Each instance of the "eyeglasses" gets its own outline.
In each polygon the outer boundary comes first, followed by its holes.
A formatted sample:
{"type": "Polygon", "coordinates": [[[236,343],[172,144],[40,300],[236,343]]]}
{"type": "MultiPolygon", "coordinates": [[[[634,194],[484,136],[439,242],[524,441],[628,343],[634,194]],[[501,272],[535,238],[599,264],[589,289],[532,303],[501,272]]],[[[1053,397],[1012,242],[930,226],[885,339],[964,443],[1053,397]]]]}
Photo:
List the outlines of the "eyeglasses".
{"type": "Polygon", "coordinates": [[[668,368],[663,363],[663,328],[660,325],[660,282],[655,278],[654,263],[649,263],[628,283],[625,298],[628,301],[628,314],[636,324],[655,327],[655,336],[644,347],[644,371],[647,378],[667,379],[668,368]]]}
══════════════════════════════
Print the listing above line for line, verbatim, without altering anything.

- [SOLUTION TO THIS PROBLEM]:
Each instance of the "eyeglasses" gets its own outline.
In each polygon the outer boundary comes first, followed by its holes.
A formatted sample:
{"type": "Polygon", "coordinates": [[[236,343],[172,144],[40,300],[236,343]]]}
{"type": "MultiPolygon", "coordinates": [[[[634,194],[484,136],[439,242],[524,441],[628,343],[634,194]],[[501,272],[535,238],[599,264],[589,289],[532,303],[501,272]]],[[[1053,397],[1012,242],[930,226],[885,339],[964,443],[1053,397]]]]}
Photo:
List the outlines of the "eyeglasses".
{"type": "Polygon", "coordinates": [[[668,368],[663,363],[663,328],[660,325],[660,282],[655,278],[654,263],[649,263],[628,283],[625,298],[628,301],[628,314],[636,324],[655,327],[655,336],[644,347],[644,371],[647,378],[667,379],[668,368]]]}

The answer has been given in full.